§ Brief
Reproduce the lines of the material below from its beginning through the line containing "[41,4,369,375]", both ends included, without the picture.

Excerpts from a detection dataset:
-------------------------
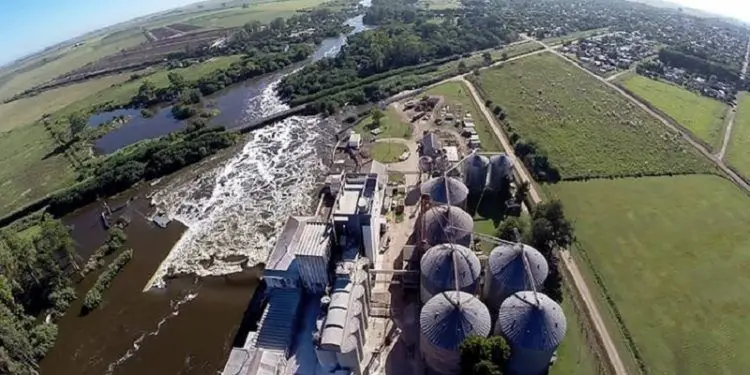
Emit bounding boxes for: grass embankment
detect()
[372,142,409,163]
[549,175,750,374]
[479,53,715,179]
[353,105,412,139]
[426,82,503,152]
[81,249,133,314]
[622,74,728,150]
[726,93,750,178]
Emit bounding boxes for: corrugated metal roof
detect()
[293,221,331,257]
[417,205,474,246]
[422,177,469,206]
[495,291,567,351]
[419,291,491,351]
[420,244,482,295]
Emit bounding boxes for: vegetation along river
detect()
[41,4,369,375]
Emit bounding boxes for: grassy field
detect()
[0,73,137,132]
[480,53,715,179]
[549,175,750,375]
[622,74,728,150]
[726,93,750,178]
[371,142,409,163]
[426,82,502,152]
[0,124,75,216]
[354,106,411,139]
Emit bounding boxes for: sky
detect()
-------------------------
§ Finished exercise
Emit bounding boxes for: grass embankment
detect()
[372,142,409,163]
[549,175,750,374]
[479,53,715,179]
[353,105,412,139]
[426,82,503,152]
[81,249,133,314]
[622,74,728,150]
[726,93,750,178]
Emit bounding boxes for: corrugated metal roof
detect()
[293,221,331,257]
[417,205,474,246]
[422,177,469,206]
[495,291,567,351]
[419,291,491,351]
[420,244,482,295]
Emit bounding boxes for: vegetation along river
detect()
[41,4,369,375]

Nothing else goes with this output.